++++ SUPPLIED TEXT ++++

An introduction to MLOps with MLflow

Romain Avouac (Insee), Thomas Faria (Insee), Tom Seimandi (Insee)

Introduction

Who are we ?

  • Data scientists at Insee
    • methodological and IT innovation teams
    • support data science projects
  • Contact us

Context

  • Difficulty of transitioning from experiments to production-grade machine learning systems

  • Leverage best practices from software engineering

    • Improve reproducibility of analysis
    • Deploy applications in a scalable way
    • Monitor running applications

The DevOps approach

  • Unify development (dev) and system administration (ops)
    • shorten development time
    • maintain software quality

The MLOps approach

  • Integrate the specificities of machine learning projects
    • Experimentation
    • Continuous improvement

MLOps : principles

  • Reproducibility

  • Versioning

  • Automation

  • Monitoring

  • Collaboration

Why MLflow ?

  • Multiple frameworks implement the MLOps principles

  • Pros of MLflow

    • Open-source
    • Covers the whole ML lifecycle
    • Agnostic to the ML library used
    • We have experience with it

Training platform : the SSP Cloud

  • An open innovation production-like environment
    • Kubernetes cluster
    • S3-compatible object storage
    • Large computational resources (including GPUs)

++++

REQUIRED ACTIONS
1/ Decide whether each statement agrees with the MLflow introduction, answering yes or no and quoting the deciding words: (a) Being open-source is listed among the pros of MLflow. (b) The SSP Cloud offers computational resources that exclude GPUs. (c) The DevOps approach aims to lengthen development time.
2/ Transcribe the MLflow introduction from "Training platform : the" up to and including "resources (including GPUs)".
Base your work on the MLflow introduction alone, without drawing on outside knowledge.

++++ MATERIAL PROVIDED ++++

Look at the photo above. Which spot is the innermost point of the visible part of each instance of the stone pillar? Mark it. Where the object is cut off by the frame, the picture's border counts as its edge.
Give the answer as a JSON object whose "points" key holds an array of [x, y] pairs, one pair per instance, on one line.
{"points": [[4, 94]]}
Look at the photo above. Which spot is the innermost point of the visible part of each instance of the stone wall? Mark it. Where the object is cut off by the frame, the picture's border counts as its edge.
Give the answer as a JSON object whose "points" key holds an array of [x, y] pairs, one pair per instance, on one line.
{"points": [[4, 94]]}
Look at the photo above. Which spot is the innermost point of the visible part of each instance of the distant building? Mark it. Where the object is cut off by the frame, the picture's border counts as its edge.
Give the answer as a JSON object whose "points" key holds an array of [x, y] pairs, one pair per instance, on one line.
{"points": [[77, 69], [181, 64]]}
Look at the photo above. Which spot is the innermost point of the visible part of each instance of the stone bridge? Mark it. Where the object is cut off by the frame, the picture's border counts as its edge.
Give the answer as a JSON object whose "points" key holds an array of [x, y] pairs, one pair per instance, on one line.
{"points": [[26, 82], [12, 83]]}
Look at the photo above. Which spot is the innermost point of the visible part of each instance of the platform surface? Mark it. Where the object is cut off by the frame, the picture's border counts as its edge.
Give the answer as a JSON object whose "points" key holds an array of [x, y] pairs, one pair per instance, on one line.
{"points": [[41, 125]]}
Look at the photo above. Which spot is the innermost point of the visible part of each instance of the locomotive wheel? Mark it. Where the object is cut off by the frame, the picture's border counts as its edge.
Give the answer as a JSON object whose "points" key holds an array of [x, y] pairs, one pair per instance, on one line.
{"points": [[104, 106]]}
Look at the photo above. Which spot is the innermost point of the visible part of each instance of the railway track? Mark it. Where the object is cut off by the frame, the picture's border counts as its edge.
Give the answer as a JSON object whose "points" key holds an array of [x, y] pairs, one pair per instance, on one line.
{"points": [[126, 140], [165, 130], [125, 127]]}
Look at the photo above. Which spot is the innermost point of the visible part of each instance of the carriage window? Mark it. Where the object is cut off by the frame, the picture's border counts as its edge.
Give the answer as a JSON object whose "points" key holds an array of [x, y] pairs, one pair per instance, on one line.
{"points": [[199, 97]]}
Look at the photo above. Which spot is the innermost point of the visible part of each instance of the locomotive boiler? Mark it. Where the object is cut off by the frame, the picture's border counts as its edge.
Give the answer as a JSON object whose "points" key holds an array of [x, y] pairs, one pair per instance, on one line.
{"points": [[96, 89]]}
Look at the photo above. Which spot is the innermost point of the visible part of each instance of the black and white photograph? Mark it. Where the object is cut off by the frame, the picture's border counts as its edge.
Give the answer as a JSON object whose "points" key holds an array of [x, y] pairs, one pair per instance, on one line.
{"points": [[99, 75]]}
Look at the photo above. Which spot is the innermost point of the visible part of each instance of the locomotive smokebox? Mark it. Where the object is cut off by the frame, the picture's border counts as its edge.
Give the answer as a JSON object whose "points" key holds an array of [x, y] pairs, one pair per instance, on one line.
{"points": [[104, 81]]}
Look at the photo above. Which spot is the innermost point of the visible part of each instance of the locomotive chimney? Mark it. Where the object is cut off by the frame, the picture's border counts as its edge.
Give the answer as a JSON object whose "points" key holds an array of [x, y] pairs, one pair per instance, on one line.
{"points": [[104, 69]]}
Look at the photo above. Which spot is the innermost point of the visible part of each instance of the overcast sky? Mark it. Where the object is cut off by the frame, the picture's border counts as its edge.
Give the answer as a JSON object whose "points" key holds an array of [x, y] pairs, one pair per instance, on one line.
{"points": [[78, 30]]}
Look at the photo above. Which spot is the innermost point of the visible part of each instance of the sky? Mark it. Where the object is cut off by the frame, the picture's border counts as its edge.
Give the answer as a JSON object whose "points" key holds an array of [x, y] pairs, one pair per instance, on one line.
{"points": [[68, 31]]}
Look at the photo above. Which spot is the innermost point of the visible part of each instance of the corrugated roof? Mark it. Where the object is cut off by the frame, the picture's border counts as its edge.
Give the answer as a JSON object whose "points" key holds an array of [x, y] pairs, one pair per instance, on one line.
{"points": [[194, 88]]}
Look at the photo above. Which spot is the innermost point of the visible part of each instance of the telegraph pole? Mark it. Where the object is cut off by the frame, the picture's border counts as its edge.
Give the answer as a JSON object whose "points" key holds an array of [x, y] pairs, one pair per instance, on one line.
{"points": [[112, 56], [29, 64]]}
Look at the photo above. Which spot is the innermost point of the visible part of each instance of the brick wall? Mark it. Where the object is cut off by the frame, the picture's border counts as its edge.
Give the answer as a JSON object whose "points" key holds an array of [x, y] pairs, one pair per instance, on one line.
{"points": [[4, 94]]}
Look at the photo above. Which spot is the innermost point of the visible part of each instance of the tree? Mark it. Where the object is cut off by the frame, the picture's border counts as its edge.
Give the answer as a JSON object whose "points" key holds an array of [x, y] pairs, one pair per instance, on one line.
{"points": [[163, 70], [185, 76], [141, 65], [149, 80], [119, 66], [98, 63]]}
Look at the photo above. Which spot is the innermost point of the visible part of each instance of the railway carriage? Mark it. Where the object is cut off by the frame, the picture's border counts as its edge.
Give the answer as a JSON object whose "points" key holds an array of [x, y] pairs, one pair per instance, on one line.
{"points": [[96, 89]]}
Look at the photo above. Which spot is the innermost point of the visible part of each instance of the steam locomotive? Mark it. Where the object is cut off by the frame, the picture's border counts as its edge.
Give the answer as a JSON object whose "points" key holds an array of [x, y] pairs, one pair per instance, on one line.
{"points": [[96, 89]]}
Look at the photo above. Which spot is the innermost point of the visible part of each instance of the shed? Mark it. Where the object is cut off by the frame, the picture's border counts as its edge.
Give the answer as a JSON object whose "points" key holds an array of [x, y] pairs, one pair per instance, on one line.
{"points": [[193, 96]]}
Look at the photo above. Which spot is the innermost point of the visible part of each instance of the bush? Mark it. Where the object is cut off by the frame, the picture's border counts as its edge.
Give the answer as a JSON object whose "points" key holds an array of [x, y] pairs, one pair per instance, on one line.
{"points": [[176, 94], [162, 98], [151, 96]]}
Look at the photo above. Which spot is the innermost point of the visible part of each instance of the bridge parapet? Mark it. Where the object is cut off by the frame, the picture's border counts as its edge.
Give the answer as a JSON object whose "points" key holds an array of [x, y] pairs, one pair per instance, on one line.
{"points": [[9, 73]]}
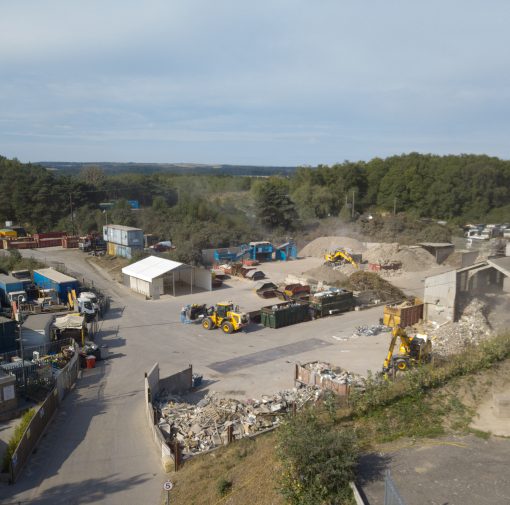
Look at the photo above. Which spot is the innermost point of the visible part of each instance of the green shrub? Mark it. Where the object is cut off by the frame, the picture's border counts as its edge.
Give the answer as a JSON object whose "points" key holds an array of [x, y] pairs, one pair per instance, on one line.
{"points": [[317, 459], [224, 486], [16, 437]]}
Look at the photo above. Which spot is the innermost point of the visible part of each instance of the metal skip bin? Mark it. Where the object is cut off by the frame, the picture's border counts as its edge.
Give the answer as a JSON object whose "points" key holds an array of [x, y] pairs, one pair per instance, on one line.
{"points": [[284, 314]]}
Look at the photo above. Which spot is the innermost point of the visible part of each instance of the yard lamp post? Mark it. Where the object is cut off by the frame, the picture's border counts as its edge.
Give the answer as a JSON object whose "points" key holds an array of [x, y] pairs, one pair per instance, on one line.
{"points": [[21, 298]]}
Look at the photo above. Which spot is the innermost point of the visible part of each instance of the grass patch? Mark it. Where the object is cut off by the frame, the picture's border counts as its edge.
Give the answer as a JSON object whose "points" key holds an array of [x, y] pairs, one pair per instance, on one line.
{"points": [[16, 437], [224, 486]]}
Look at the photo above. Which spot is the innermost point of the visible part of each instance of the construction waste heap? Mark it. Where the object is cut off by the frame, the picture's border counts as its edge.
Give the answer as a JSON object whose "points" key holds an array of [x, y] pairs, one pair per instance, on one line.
{"points": [[206, 425], [471, 329]]}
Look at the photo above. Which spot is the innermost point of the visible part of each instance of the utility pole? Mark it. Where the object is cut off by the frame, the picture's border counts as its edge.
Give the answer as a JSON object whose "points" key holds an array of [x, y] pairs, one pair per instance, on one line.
{"points": [[72, 212], [20, 322]]}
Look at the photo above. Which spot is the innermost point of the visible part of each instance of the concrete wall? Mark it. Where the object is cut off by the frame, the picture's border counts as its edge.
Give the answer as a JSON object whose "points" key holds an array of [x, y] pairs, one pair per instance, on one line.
{"points": [[440, 295], [179, 383]]}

++++

OUTPUTS
1/
(a) Yes: "Open-source"
(b) No: "Large computational resources (including GPUs)"
(c) No: "shorten development time"

2/
Training platform : the SSP Cloud

  • An open innovation production-like environment
    • Kubernetes cluster
    • S3-compatible object storage
    • Large computational resources (including GPUs)